══ Listing

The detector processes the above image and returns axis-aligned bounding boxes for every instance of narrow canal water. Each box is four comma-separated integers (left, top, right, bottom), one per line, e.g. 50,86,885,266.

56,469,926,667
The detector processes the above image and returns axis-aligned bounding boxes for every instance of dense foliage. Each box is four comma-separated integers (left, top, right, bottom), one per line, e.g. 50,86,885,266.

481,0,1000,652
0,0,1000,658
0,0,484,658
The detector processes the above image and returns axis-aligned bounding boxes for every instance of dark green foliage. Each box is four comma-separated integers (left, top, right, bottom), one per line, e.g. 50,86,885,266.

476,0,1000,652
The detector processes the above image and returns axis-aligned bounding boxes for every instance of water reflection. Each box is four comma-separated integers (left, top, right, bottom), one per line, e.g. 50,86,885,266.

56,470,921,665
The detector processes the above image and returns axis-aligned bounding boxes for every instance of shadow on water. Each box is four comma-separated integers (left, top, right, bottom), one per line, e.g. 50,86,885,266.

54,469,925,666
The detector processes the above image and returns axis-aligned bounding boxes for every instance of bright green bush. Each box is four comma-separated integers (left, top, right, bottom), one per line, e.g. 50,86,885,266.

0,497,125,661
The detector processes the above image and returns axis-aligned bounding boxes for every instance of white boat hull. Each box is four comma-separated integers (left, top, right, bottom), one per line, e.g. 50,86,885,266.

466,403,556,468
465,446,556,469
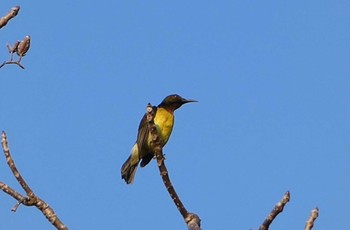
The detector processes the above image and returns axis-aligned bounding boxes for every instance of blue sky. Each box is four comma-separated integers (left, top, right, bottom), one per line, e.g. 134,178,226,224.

0,0,350,230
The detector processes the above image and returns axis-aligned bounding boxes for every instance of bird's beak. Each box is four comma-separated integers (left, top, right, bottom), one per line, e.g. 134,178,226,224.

182,99,198,104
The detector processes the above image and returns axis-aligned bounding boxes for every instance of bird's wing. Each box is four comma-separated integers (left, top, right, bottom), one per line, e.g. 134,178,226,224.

136,106,157,157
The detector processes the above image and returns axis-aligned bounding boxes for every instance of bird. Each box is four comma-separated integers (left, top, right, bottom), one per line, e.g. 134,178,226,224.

121,94,197,184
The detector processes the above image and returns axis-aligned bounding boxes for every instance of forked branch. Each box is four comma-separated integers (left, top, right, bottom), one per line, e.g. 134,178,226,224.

0,131,68,230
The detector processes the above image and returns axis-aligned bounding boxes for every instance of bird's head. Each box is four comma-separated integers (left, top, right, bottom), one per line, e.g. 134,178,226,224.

158,94,197,111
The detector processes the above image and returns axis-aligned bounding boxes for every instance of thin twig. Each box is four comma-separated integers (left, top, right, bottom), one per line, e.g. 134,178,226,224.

0,131,68,230
0,6,20,29
259,191,290,230
0,61,24,69
146,103,201,230
305,207,319,230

════

• Your instructions
Copy the records again with "annotator" substituted for "detector" and everything else unchanged. Begin at the line that has "instance of water", stop after the line that has "136,106,157,157", and leave the pictures out.

• Expected output
The annotator processes the above image and returns axis-aligned bounding boxes for every instance of water reflection. Each box is four comma-separated integers (left, top, right, bottom), one per line, e.g. 50,86,885,266.

56,470,921,665
The annotator processes the above image and returns axis-aligned bounding boxes for every instance of shadow on water. Each box is four comma-separated integers (left, top, right, bottom), one per line, e.g. 50,86,885,266.

54,469,925,666
The annotator processes the above image and returns axis-aligned bounding boxes for every instance of bright green bush. Each box is four comma-separated integers (left, top, right, bottom), one per line, e.g. 50,86,885,266.

0,497,125,661
The annotator processes the above image and returns axis-aligned bounding boxes for every instance of white boat hull. Each box is four comma-separated integers (left, top, right, bottom), one per line, e.g. 50,86,885,266.

466,403,556,468
465,446,556,469
The annotator processes the above image and returns axis-aligned bounding boxes for every instance of blue sky. Each box is four comma-separated integers (left, top, right, bottom), one per line, e.g. 134,178,226,224.

0,0,350,230
The annotator processes the above image and returns axis-aligned bounding boxes for every instance of bird's beak. Each box is four comma-separated integers (left, top, right, bottom), one per line, e.g. 134,178,226,224.

182,99,198,104
The annotator processes the above image and returns axis-aligned bounding boxes for every instance of bird's wing. Each box is four comma-separated integers (left, top, right, bottom), one per line, e.g. 134,178,226,224.

136,106,157,157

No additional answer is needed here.